Data extracts -
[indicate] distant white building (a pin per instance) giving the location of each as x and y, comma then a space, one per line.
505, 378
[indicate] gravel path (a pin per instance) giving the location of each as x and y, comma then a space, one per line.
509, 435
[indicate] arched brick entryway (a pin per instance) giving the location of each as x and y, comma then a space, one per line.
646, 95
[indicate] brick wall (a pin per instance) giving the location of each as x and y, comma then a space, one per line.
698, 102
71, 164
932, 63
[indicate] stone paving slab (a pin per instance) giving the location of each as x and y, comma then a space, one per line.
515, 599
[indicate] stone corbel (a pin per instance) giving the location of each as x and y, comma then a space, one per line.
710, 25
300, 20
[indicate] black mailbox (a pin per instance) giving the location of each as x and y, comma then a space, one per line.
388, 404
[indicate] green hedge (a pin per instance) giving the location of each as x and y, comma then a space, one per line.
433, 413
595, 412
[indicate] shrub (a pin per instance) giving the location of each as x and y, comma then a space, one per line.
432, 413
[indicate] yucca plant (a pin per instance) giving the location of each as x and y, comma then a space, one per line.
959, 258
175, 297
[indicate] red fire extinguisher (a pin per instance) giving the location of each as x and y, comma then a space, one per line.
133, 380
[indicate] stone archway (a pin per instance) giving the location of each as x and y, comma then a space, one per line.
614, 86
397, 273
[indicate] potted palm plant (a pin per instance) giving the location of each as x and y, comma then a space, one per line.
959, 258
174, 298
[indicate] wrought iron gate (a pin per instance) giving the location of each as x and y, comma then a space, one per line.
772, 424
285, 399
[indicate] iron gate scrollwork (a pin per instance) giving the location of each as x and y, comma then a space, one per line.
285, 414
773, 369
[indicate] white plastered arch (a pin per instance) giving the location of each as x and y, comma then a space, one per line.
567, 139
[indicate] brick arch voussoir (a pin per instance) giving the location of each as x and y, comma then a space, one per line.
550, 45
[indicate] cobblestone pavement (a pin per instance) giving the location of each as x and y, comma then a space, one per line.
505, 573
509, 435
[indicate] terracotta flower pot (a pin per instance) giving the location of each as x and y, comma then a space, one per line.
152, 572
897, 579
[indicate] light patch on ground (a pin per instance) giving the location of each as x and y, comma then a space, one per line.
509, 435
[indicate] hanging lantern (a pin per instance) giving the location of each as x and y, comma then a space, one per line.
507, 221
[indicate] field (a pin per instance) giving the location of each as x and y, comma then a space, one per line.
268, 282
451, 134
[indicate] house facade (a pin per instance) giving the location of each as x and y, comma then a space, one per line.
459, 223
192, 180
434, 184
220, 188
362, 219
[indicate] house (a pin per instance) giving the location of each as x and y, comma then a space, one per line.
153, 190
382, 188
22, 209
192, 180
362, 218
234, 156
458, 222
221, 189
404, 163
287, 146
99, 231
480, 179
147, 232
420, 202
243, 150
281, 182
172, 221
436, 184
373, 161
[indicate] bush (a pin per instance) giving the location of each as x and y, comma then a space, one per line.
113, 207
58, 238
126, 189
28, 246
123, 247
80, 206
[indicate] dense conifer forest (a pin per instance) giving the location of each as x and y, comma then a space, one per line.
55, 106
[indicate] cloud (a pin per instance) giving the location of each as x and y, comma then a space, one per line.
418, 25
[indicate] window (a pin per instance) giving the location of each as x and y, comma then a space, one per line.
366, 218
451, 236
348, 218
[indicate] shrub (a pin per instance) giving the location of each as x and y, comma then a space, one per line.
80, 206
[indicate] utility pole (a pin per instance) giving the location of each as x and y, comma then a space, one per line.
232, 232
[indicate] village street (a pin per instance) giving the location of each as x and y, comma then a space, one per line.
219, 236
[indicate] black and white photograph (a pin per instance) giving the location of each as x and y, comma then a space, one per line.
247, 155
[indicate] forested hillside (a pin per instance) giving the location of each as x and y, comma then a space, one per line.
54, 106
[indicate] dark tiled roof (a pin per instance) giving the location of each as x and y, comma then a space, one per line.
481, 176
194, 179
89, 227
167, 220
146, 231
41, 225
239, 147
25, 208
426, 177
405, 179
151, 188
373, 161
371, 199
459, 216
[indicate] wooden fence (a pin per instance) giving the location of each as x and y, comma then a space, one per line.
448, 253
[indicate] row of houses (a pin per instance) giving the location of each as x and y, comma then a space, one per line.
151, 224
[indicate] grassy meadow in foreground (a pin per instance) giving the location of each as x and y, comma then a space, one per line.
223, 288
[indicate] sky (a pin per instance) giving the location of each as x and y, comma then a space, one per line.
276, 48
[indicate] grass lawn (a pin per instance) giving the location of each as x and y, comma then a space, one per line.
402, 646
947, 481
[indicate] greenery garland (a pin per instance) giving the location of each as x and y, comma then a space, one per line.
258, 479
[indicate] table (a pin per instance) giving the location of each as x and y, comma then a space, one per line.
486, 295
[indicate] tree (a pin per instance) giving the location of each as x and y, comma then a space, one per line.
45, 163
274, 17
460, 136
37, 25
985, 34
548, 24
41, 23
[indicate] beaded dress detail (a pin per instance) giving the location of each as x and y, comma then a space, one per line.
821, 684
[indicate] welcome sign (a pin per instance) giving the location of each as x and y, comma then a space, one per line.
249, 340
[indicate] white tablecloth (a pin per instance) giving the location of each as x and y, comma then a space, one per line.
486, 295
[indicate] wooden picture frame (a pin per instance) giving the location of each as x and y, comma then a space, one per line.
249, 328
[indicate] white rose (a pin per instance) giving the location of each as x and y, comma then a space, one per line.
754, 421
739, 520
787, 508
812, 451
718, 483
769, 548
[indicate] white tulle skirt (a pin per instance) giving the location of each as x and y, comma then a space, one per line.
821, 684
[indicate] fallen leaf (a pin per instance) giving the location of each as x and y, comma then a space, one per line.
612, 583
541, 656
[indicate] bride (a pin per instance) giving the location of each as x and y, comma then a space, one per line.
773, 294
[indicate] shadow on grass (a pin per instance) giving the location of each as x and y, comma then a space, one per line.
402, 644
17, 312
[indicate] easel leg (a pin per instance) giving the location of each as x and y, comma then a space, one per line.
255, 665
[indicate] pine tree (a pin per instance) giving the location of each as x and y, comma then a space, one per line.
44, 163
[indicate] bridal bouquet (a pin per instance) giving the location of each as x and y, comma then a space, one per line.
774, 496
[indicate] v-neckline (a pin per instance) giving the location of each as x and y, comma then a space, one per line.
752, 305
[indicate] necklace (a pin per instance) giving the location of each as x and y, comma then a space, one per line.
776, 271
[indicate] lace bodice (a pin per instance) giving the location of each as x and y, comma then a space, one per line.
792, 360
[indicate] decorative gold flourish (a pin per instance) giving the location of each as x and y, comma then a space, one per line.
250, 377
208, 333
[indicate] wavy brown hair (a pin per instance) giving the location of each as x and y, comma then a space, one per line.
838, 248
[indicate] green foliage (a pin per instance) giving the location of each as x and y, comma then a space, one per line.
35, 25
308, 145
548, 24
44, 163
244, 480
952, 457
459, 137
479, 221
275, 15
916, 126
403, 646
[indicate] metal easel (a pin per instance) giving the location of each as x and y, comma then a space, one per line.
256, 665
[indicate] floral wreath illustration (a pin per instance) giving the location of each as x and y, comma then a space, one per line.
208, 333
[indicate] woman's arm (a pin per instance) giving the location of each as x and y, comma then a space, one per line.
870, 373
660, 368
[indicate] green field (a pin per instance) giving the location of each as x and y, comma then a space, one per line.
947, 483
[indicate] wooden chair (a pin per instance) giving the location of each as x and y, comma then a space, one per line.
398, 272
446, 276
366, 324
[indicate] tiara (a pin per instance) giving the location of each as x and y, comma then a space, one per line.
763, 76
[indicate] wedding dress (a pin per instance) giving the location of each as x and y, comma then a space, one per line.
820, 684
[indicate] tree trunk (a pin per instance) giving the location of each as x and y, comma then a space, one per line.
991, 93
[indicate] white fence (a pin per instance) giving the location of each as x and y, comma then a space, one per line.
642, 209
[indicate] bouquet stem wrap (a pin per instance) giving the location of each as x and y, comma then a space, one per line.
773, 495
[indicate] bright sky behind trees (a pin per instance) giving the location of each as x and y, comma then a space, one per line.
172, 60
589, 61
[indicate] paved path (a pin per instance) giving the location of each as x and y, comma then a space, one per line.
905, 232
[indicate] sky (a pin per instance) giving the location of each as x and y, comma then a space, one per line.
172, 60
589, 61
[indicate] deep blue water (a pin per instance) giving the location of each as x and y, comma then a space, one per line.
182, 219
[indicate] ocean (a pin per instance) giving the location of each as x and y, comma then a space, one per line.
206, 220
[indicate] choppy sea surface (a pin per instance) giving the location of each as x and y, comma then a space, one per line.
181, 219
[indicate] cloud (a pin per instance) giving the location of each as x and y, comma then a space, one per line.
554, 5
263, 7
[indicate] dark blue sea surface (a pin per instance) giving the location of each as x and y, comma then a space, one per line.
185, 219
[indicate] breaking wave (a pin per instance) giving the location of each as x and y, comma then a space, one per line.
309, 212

Task - Up to and including the final line of the data above, please copy every line exactly, starting from the one that contains "[indicate] wedding dress".

Task result -
[indicate] wedding dress (a pin per instance) giving the location of each as x and y, comma then a space, one per line.
820, 684
[indicate] tree trunk (a pin per instance) giving the location of each as x and y, comma then a space, one per line.
991, 93
[indicate] white fence (a pin per instance) giving the location of each as x and y, comma then a space, one per line.
642, 209
[indicate] bouquet stem wrap (a pin per instance) giving the location of each as x and y, comma then a space, one per line.
773, 495
[indicate] bright sky behind trees (a pin per instance) giving the location of each as x and y, comma then a space, one per line.
172, 60
589, 61
[indicate] paved path (a pin per instance) giving the location of each as x and y, comma then a space, one per line.
905, 232
[indicate] sky (a pin per instance) giving the location of each as x and y, comma then a space, one per line.
172, 60
589, 61
[indicate] deep blue water (a pin per instance) giving the location of each as x and y, comma then a space, one per line.
182, 219
[indicate] ocean (a pin per instance) giving the location of each as x and y, comma then a space, one per line.
206, 220
[indicate] choppy sea surface (a pin per instance) giving the location of each as x and y, comma then a space, one per line.
181, 219
[indicate] cloud (a pin per instance) giving the location of each as x and y, comma then a space, one per line.
554, 5
263, 7
[indicate] dark blue sea surface (a pin per instance) giving the location of each as x and y, comma then a space, one per line.
185, 219
[indicate] breaking wave (a pin per instance) giving the location of each as x and y, comma then a space, one per line.
309, 212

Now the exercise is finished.